AVAILABLE DATA >>

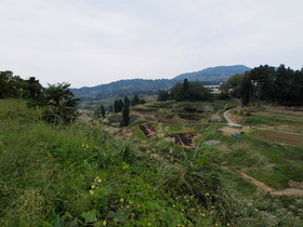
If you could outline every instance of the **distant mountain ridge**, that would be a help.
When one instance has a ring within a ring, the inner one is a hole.
[[[234,75],[243,74],[250,70],[251,68],[245,65],[216,66],[216,67],[209,67],[200,71],[182,74],[173,78],[173,80],[184,80],[185,78],[187,78],[190,81],[193,80],[210,81],[209,79],[213,77],[215,77],[216,79],[226,79],[226,78],[228,79]]]
[[[174,86],[175,83],[182,82],[185,78],[189,81],[200,81],[203,84],[219,84],[226,81],[235,74],[243,74],[251,70],[243,65],[235,66],[218,66],[206,68],[200,71],[182,74],[173,79],[131,79],[119,80],[108,84],[101,84],[96,86],[83,86],[80,89],[73,89],[77,97],[82,99],[103,99],[107,97],[124,96],[130,94],[140,93],[156,93],[158,90],[168,90]]]

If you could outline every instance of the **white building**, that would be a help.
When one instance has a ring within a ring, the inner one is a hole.
[[[221,93],[219,90],[220,85],[205,85],[206,88],[211,90],[211,93]]]

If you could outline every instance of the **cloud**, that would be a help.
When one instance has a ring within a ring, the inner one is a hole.
[[[301,0],[2,0],[0,70],[82,86],[216,65],[299,69],[302,6]]]

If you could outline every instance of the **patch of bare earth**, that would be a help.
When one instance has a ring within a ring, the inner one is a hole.
[[[266,117],[277,117],[284,120],[292,120],[292,121],[303,121],[303,116],[289,116],[284,114],[274,114],[274,112],[253,112],[252,115],[258,116],[266,116]]]
[[[220,130],[227,135],[235,135],[235,133],[240,134],[241,132],[249,132],[251,130],[251,128],[242,126],[242,129],[236,129],[236,128],[232,128],[232,126],[224,126]]]
[[[225,170],[230,170],[237,174],[239,174],[241,177],[250,181],[253,185],[255,185],[258,188],[273,195],[273,196],[300,196],[302,197],[303,196],[303,189],[302,188],[285,188],[285,189],[281,189],[281,190],[277,190],[276,188],[269,186],[269,185],[266,185],[265,183],[263,182],[260,182],[259,179],[256,178],[253,178],[252,176],[243,173],[243,172],[240,172],[227,164],[223,164],[221,163],[220,161],[216,160],[218,163],[221,164],[221,166]]]
[[[299,125],[278,124],[276,126],[272,126],[267,124],[260,124],[260,128],[266,130],[279,130],[279,131],[293,132],[293,133],[303,133],[303,128]]]
[[[243,122],[243,117],[232,115],[230,112],[227,114],[227,117],[235,123],[241,124]]]
[[[139,128],[147,138],[153,138],[157,135],[157,131],[152,124],[139,124]]]
[[[177,145],[181,145],[183,147],[187,147],[187,148],[192,148],[195,149],[196,148],[196,144],[195,144],[195,138],[197,137],[197,134],[195,133],[175,133],[175,143]]]
[[[284,114],[303,115],[303,106],[265,106],[268,111],[279,111]]]
[[[260,137],[266,141],[274,141],[281,144],[302,146],[303,147],[303,136],[285,133],[279,131],[269,131],[269,130],[259,130],[253,133],[253,136]]]

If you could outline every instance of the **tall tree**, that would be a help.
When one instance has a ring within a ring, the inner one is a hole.
[[[105,108],[103,105],[101,105],[101,115],[103,118],[105,118]]]
[[[45,96],[40,101],[44,106],[43,119],[50,123],[69,124],[78,116],[77,103],[80,101],[69,89],[69,83],[49,84]]]
[[[127,126],[130,124],[130,102],[128,102],[128,97],[124,97],[124,106],[122,109],[122,121],[121,126]]]

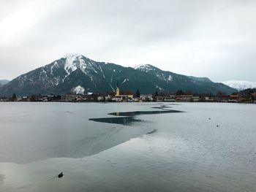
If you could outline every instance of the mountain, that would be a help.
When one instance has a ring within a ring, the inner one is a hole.
[[[7,84],[10,81],[7,80],[0,80],[0,87],[2,85]]]
[[[242,91],[247,88],[256,88],[256,82],[245,81],[245,80],[229,80],[222,82],[223,84],[237,89],[238,91]]]
[[[0,88],[0,96],[63,94],[115,91],[117,81],[121,90],[137,89],[141,93],[192,91],[197,93],[236,91],[208,78],[188,77],[162,71],[151,65],[135,68],[97,62],[82,55],[69,54],[51,64],[14,79]]]

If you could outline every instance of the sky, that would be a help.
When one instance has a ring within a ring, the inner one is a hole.
[[[67,53],[256,82],[256,0],[0,0],[0,79]]]

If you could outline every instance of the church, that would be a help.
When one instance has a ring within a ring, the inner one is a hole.
[[[116,83],[116,101],[129,101],[133,99],[133,93],[130,91],[121,91],[118,82]]]

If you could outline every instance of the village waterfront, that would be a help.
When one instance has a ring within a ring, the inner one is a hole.
[[[255,191],[255,113],[253,104],[1,102],[0,191]]]

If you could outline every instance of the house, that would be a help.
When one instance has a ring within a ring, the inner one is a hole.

EXERCISE REQUIREMENTS >> Move the stretch from the line containing "If you could outline every instance of the **white" through the line containing "[[[301,0],[2,0],[0,70],[82,86],[216,65],[299,69],[302,6]]]" down here, giving every line again and adding 47 to each coordinate in the polygon outlines.

SOLUTION FOR THIS PROBLEM >>
If you could outline every instance of the **white building**, that would be a help.
When one instance has a ring within a ring, the inner one is a hole.
[[[268,140],[266,137],[267,132],[252,132],[253,135],[258,137],[258,140]]]

If you could outline every instance of the **cloud**, that would be a help.
When one instance has a ring within a ring, the inner one is a hole.
[[[348,47],[49,47],[47,117],[129,133],[263,112],[346,116],[349,53]]]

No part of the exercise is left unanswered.